Source passage:
---
Skip to content

Finetune a Multimodal Model for X-Ray Radiology Report Generation

Notifications You must be signed in to change notification settings

Shen16/ML-Quiz-XRay-ReportGeneration

Repository files navigation

ML-Quiz-XRay-ReportGeneration

Finetune a Multimodal Model for X-Ray Radiology Report Generation

This repository finetunes the LLaVA (Large Language and Vision Assistant) on IU X-Ray dataset. The XRay-ReportGeneration.pdf defines two Tasks:

  • Task 1. Prompt engineering: reorganize the X-Ray report findings into predefined anatomical regions
  • Task 2. Efficient Model Fine-tuning of LLaVA on the provided training set for report generation using parameter efficient fine-tuning methods (e.g., LoRA).

Environments and Requirements

Setup and Install:

  1. Mount to your google drive account
from google.colab import drive
drive.mount('/content/drive')
  1. Load Quiz repo from Github with finetuned model checkpoints
!git clone https://github.com/Shen16/ML-Quiz-XRay-ReportGeneration.git
%cd ML-Quiz-XRay-ReportGeneration
  1. Load LLaVa repo and install the repository in editable mode
!git clone https://github.com/haotian-liu/LLaVA.git
!cd LLaVA && pip install --upgrade pip && pip install -e .
---
Task 1:
Answer these from the repository page:
(a) Which dataset is LLaVA finetuned on?
(b) Into what does Task 1 reorganize the X-ray report findings?
(c) What call mounts Google Drive in the setup steps?
Task 2: According to the repository page, what does cloning the quiz repository from GitHub provide besides the code?
The items that follow have no connection to the repository page above.
---
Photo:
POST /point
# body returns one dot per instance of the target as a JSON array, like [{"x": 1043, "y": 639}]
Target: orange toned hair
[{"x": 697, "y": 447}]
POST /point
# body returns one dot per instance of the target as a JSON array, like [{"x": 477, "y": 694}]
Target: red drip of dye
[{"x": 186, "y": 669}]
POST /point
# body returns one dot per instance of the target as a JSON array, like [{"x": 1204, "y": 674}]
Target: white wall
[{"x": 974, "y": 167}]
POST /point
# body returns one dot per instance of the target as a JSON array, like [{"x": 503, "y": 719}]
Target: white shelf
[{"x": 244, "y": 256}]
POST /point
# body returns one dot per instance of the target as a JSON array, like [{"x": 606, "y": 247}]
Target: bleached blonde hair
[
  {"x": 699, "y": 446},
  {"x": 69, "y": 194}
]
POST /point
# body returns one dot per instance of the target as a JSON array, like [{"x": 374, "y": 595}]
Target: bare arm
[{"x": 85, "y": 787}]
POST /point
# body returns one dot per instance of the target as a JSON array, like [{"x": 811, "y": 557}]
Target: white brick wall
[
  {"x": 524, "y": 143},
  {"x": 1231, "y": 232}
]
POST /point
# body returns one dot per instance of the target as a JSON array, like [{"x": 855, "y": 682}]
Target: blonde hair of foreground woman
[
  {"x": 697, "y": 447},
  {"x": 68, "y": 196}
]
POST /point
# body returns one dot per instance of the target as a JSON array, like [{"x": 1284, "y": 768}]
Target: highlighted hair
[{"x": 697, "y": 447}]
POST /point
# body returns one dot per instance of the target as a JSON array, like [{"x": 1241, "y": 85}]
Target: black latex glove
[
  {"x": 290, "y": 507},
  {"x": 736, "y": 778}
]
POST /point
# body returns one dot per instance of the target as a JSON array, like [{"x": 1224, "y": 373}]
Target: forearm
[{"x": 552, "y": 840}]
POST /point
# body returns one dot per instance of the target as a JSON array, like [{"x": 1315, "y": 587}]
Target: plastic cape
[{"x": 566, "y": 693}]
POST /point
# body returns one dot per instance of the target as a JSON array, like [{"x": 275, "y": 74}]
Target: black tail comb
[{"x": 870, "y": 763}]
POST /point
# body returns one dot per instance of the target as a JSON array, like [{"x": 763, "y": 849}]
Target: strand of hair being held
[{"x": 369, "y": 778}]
---
Exercise solution 1:
(a) The IU X-Ray dataset.
(b) Predefined anatomical regions.
(c) drive.mount('/content/drive')

Exercise solution 2: Cloning the quiz repository loads the finetuned model checkpoints along with it.